# AUFGABENSTELLUNG A
Gib aus dem Text über automatische Pollenmonitore den Abschnitt von „Ein automatischer Pollenmonitor“ bis „eine Qualitätskontrolle möglich.“ wortgetreu wieder.

Monitore von Partnern einbinden


Um einen möglichst großen Anteil der Bevölkerung mit einer möglichst genauen Pollenflugvorhersage zu versorgen, hat der DWD bevorzugt Standorte in urbanen Räumen ausgewählt. Dort leben, so Dr. Stefan Gilge, Experte des DWD für Lufthygiene, viele betroffene AllergikerInnen. Genutzt werden dafür acht DWD-Niederlassungen. Der DWD benötigt allerdings, um Deutschland möglichst repräsentativ abzudecken, auch zusätzliche Standorte. Es werden deshalb in acht weiteren Großräumen automatische Pollenmonitore aufgestellt. Zudem will der DWD mit Betreibern weiterer Pollenmonitore gleichen Typs kooperieren.

Die neuen Pollenmonitore werden künftig während der Blühzeit vier Mal täglich und außerhalb der Pollensaison mindestens einmal täglich Pollendaten übermitteln, je nach Intensität des Pollenflugs aber auch stündlich. Erfasst werden die acht wichtigsten allergenen Pollenarten Hasel, Erle, Esche, Birke, Gräser, Roggen, Beifuß und Ambrosia und ergänzend weitere 26 Pollenarten. Die Daten werden zum Zentrum für Medizin-Meteorologische Forschung des DWD in Freiburg übermittelt, dort qualitätsgesichert und aufgearbeitet. Die Kombination von Modell- und Beobachtungsdaten ist in Vorbereitung.

Der Pollenmonitor funktioniert wie ein automatisches Mikroskop


Ein automatischer Pollenmonitor funktioniert vereinfacht gesagt, so Gilge, wie ein automatisches Mikroskop. Zunächst werden die Pollen in der Außenluft verlustfrei ins Gerät gesaugt, konzentriert und auf einer beschichteten Probenvorlage abgeschieden. Es folgt die automatische digitale Mikroskopie: Die Probenvorlage wird Stück für Stück in etwa 180 verschiedenen Schärfeebenen abfotografiert. Insgesamt entstehen so pro Probe über 60 000 Fotos. Mit Hilfe einer KI werden dann die unterschiedlichen Pollen identifiziert. Da die Entscheidung der KI mit der Ortsangabe der Pollen auf dem Probenträger verbunden ist, wird eine Qualitätskontrolle möglich.

# EINGABEDATEN

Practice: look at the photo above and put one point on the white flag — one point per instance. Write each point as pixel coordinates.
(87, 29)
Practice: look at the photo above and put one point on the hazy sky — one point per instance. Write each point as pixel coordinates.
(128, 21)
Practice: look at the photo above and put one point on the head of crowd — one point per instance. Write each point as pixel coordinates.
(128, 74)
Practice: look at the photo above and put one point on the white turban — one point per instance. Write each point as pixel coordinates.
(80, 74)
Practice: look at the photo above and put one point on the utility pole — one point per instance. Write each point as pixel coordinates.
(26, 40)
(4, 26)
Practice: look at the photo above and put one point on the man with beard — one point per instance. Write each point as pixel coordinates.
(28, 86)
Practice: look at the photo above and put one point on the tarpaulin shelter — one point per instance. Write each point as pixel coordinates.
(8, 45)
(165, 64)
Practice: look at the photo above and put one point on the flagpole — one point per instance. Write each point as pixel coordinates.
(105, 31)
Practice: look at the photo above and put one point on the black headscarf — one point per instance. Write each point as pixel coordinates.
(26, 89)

# AUFGABENSTELLUNG B
Aktualisiere in der Auflistung den Abschnitt von der Zeile mit „on the flagpole“ bis zum Ende der Auflistung, indem du „pixel coordinates“ durch „image coordinates“ ersetzt, und gib nur diesen Abschnitt sonst unverändert aus.

# ERWARTETE AUSGABE A
Ein automatischer Pollenmonitor funktioniert vereinfacht gesagt, so Gilge, wie ein automatisches Mikroskop. Zunächst werden die Pollen in der Außenluft verlustfrei ins Gerät gesaugt, konzentriert und auf einer beschichteten Probenvorlage abgeschieden. Es folgt die automatische digitale Mikroskopie: Die Probenvorlage wird Stück für Stück in etwa 180 verschiedenen Schärfeebenen abfotografiert. Insgesamt entstehen so pro Probe über 60 000 Fotos. Mit Hilfe einer KI werden dann die unterschiedlichen Pollen identifiziert. Da die Entscheidung der KI mit der Ortsangabe der Pollen auf dem Probenträger verbunden ist, wird eine Qualitätskontrolle möglich.

# ERWARTETE AUSGABE B
Practice: look at the photo above and put one point on the flagpole — one point per instance. Write each point as image coordinates.
(105, 31)
Practice: look at the photo above and put one point on the black headscarf — one point per instance. Write each point as image coordinates.
(26, 89)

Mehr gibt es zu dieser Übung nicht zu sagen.